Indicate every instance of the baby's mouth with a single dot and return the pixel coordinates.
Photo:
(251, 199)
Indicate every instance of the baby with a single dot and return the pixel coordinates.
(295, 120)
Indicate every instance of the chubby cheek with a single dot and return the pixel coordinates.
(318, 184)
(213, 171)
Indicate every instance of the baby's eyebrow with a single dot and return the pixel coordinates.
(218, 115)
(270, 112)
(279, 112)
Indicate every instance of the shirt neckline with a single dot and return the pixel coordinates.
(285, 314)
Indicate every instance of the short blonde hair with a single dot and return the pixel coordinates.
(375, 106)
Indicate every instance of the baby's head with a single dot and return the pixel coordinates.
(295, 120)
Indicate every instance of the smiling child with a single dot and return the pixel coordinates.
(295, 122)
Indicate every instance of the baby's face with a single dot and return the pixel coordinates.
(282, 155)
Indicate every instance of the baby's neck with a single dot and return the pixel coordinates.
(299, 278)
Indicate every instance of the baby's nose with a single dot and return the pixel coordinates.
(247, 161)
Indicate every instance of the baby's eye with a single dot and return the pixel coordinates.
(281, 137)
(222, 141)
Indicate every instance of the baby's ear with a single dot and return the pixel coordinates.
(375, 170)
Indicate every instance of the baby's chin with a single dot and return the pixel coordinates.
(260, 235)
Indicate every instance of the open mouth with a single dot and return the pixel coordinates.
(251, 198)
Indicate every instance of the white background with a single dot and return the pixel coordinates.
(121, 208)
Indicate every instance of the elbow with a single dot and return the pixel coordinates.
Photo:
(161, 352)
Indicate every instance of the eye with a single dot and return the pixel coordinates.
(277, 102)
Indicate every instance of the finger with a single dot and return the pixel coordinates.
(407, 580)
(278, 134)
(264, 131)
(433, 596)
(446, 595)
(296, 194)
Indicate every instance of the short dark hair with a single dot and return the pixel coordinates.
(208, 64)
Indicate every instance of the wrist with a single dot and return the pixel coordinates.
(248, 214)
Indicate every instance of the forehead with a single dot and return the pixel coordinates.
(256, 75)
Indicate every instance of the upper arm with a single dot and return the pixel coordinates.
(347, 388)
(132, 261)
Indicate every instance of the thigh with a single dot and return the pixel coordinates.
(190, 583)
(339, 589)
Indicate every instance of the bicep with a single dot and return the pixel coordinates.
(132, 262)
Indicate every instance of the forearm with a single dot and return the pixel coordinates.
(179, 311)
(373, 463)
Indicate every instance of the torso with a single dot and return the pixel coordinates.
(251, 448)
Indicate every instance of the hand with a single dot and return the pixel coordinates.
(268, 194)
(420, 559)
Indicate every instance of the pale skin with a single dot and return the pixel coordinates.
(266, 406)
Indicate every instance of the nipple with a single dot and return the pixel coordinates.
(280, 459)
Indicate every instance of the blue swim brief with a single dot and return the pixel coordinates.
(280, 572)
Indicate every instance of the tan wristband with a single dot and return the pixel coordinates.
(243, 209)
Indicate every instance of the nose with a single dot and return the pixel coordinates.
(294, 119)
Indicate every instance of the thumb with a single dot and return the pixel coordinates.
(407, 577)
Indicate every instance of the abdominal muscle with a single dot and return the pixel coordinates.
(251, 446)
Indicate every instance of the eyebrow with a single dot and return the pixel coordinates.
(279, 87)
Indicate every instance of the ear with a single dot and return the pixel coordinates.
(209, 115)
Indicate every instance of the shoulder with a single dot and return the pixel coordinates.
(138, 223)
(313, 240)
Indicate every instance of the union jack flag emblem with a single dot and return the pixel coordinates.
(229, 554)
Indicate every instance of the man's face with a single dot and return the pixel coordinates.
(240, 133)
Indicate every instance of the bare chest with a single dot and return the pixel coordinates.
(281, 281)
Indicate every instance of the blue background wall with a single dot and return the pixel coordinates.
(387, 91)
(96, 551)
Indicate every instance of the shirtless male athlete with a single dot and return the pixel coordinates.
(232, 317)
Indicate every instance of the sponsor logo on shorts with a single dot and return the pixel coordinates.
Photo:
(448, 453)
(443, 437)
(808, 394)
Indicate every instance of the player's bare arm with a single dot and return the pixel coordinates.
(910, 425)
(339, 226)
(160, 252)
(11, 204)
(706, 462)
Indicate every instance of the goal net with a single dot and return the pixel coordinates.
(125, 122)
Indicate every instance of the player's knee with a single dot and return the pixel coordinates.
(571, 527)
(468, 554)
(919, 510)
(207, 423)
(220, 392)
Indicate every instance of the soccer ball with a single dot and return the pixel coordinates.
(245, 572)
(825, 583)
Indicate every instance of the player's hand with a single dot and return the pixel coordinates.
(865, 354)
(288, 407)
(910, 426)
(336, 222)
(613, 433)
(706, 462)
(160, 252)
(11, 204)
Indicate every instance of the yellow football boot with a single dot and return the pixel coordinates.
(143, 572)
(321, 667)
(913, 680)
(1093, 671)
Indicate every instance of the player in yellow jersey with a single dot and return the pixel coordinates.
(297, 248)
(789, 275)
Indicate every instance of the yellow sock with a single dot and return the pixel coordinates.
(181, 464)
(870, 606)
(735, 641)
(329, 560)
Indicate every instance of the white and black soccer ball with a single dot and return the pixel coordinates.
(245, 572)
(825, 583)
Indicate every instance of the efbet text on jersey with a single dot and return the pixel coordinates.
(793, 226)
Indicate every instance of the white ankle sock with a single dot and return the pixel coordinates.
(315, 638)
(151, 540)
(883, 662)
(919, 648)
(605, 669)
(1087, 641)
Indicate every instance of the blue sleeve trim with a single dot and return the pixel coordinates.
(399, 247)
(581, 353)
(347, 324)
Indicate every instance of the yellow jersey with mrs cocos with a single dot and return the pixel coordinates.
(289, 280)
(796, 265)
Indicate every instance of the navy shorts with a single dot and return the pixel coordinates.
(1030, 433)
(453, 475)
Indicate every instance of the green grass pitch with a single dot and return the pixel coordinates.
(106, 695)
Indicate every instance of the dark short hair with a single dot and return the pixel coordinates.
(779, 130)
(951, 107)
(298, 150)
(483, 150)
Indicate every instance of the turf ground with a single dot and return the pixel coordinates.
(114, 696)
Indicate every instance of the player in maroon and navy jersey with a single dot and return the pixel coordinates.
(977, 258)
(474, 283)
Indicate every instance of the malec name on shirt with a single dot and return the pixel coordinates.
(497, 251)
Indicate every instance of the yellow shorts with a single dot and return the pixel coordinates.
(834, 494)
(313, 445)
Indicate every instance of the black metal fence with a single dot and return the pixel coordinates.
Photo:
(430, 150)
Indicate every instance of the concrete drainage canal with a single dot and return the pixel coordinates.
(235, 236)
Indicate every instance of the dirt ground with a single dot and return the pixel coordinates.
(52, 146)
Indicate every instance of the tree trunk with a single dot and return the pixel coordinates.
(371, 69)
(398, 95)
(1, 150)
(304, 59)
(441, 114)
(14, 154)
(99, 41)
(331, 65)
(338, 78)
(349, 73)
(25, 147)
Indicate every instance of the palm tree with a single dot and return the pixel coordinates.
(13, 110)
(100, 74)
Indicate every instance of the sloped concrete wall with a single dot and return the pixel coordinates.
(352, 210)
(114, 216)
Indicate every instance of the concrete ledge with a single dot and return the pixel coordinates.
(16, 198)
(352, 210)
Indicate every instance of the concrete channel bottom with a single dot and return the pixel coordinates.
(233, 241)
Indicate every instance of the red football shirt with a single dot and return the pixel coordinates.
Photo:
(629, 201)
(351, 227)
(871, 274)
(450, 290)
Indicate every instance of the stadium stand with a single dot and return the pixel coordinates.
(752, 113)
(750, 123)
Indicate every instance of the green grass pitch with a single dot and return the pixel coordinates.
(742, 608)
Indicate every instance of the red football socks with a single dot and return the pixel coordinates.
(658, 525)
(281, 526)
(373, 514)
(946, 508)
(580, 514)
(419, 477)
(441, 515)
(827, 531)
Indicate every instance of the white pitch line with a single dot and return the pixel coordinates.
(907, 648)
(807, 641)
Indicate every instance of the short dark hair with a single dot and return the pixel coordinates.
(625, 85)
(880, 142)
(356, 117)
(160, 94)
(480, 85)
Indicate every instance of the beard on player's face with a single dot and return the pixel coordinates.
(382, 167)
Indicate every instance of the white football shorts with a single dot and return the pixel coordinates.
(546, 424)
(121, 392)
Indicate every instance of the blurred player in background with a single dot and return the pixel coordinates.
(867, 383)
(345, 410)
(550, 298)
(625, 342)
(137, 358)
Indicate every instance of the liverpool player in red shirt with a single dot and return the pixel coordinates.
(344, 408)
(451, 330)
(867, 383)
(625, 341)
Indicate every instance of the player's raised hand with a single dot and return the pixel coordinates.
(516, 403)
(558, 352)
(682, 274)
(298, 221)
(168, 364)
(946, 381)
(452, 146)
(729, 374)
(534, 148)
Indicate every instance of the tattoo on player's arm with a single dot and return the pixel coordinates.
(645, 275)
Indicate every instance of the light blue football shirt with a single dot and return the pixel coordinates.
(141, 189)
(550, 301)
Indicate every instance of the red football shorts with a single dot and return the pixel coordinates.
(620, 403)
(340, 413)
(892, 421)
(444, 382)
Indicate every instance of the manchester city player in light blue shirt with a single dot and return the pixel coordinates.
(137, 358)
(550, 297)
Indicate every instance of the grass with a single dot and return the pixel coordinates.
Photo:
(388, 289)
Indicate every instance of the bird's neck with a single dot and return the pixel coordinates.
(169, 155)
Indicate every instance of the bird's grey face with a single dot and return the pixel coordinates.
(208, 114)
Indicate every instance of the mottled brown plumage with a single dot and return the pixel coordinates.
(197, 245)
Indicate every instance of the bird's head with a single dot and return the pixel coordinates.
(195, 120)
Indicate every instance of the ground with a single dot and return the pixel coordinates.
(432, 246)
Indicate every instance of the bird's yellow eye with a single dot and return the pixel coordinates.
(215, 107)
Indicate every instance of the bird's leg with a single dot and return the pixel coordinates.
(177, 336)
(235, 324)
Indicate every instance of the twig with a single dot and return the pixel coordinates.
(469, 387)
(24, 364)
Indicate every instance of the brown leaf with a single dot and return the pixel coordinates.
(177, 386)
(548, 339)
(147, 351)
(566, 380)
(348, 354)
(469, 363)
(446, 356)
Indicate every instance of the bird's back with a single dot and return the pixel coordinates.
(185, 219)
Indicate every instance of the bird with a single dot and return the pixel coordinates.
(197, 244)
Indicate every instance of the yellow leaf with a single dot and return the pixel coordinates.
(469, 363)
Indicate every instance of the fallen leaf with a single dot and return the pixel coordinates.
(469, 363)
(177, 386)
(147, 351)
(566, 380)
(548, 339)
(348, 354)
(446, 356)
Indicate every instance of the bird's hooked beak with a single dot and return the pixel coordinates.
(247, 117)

> Exercise
Can you copy out the part of the listing that opens with the line containing "Indicate every instance of the bird's neck" and runs through the end of the listing, repeating each line exactly?

> Response to this exercise
Indicate every instance of the bird's neck with a single dot and return the pixel coordinates.
(169, 155)
Indicate every instance of the bird's grey face with a single dot and return the pixel coordinates.
(208, 114)
Indicate every instance of the mottled brown plumage with a single dot and return the pixel coordinates.
(197, 245)
Indicate every instance of the bird's head with a single dot and return the pixel coordinates.
(195, 120)
Indicate every instance of the ground with a single dot and return the pixel coordinates.
(432, 246)
Indicate every instance of the bird's yellow eye with a single dot and return the pixel coordinates.
(215, 107)
Indicate every instance of the bird's leg with a single dot and return the pixel coordinates.
(177, 336)
(235, 324)
Indicate every instance of the twig with a single dot and return the pixel coordinates.
(469, 387)
(24, 364)
Indicate every instance of the brown leaf with a single dot and return the pixel coordinates.
(177, 386)
(548, 339)
(147, 351)
(566, 380)
(348, 354)
(469, 363)
(446, 356)
Indicate every instance of the bird's back with a single dot and return the pixel coordinates.
(185, 219)
Indicate every instance of the bird with a single dot and return the pixel coordinates.
(197, 244)
Indicate every instance of the yellow leaf with a single dot and return the pixel coordinates.
(469, 363)
Indicate every instance of the fallen leaf with a single dot and return the pixel coordinates.
(469, 363)
(177, 386)
(147, 351)
(566, 380)
(548, 339)
(348, 354)
(446, 356)
Indicate every instance of the bird's hooked beak with a single dot and return the pixel coordinates.
(247, 117)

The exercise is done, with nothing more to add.